(Your task):
In the records below, rewrite the lines from the one containing "Query: hand with manicure" through the one containing "Give the mask of the hand", inclusive, as a numbered list that skips any blank lines.

========================================================================

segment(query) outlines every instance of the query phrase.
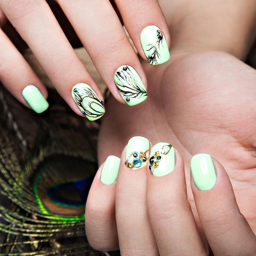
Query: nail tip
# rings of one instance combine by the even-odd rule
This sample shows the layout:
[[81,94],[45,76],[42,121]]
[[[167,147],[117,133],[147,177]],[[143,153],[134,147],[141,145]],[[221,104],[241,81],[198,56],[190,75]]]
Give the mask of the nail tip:
[[89,120],[97,120],[105,114],[102,101],[88,84],[80,83],[74,85],[72,95],[79,109]]
[[36,113],[40,114],[48,108],[49,103],[35,85],[27,85],[22,90],[22,94],[24,99]]

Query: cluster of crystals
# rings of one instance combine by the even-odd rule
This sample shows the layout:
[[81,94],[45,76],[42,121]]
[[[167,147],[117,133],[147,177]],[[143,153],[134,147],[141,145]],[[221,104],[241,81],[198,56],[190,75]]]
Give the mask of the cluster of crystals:
[[158,167],[159,162],[164,155],[166,155],[169,153],[172,146],[170,144],[164,146],[162,148],[161,151],[155,152],[155,154],[154,154],[153,156],[149,159],[150,165],[149,166],[149,168],[151,171],[151,172],[153,171],[155,168]]
[[140,167],[142,163],[146,162],[148,158],[148,150],[147,150],[145,152],[139,153],[137,152],[133,152],[127,158],[127,160],[125,163],[126,166],[129,168]]

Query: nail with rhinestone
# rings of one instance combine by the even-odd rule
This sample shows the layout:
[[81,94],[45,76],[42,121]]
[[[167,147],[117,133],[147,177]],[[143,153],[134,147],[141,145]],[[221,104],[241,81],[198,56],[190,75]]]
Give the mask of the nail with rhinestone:
[[132,169],[145,166],[149,155],[149,141],[147,139],[141,136],[130,139],[126,148],[126,166]]
[[72,93],[82,113],[90,121],[99,119],[105,113],[103,102],[87,83],[80,83],[76,85],[72,89]]
[[156,26],[146,27],[140,35],[143,51],[151,65],[158,65],[170,59],[170,52],[166,39]]
[[149,169],[155,176],[164,176],[171,172],[175,166],[175,153],[173,146],[159,142],[151,149]]
[[115,83],[126,103],[130,106],[141,103],[148,97],[143,82],[130,66],[121,66],[116,71]]

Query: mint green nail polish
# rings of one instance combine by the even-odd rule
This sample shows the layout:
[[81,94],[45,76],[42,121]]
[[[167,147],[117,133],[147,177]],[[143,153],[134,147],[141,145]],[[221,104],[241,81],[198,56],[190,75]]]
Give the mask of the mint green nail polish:
[[40,91],[34,85],[27,85],[22,91],[22,95],[29,106],[38,114],[46,110],[49,104]]
[[97,120],[105,114],[103,102],[89,85],[78,83],[72,88],[72,93],[78,107],[90,121]]
[[125,65],[116,71],[115,83],[126,103],[133,106],[143,102],[148,94],[139,76],[130,66]]
[[146,27],[140,34],[143,51],[151,65],[158,65],[170,59],[170,51],[166,39],[156,26]]
[[120,158],[115,155],[108,157],[101,170],[101,180],[103,183],[109,185],[116,181],[119,165]]
[[149,141],[141,136],[132,137],[128,141],[125,164],[128,168],[138,169],[145,166],[149,155]]
[[159,142],[151,148],[149,169],[154,176],[164,176],[171,172],[175,166],[173,147],[166,142]]
[[214,186],[216,173],[211,156],[198,154],[191,159],[191,172],[194,182],[198,189],[208,190]]

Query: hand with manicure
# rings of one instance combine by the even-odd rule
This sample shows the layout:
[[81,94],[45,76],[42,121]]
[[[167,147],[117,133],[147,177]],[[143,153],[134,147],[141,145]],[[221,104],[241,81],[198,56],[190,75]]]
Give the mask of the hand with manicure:
[[256,71],[243,61],[256,3],[190,2],[183,20],[175,2],[161,2],[176,36],[168,63],[144,65],[147,100],[131,108],[108,99],[88,238],[122,255],[254,255]]
[[[91,121],[96,120],[105,112],[103,97],[51,9],[53,1],[48,2],[49,4],[42,0],[0,0],[0,25],[8,19],[71,108]],[[115,98],[130,106],[145,101],[146,76],[110,2],[56,2]],[[170,36],[158,1],[147,1],[146,8],[144,1],[115,2],[139,55],[152,65],[167,62]],[[153,13],[149,15],[148,10]],[[4,85],[35,112],[46,110],[46,88],[1,29],[0,56]]]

========================================================================

(Answer in full):
1. Query: hand with manicure
2. # rings of one instance combine by the even-odd rule
3. This sample shows the layout:
4. [[81,94],[45,76],[42,121]]
5. [[[167,147],[117,133],[147,177]],[[143,153],[134,147],[141,145]],[[221,104],[241,81],[198,56],[190,75]]]
6. Give the mask of the hand with manicure:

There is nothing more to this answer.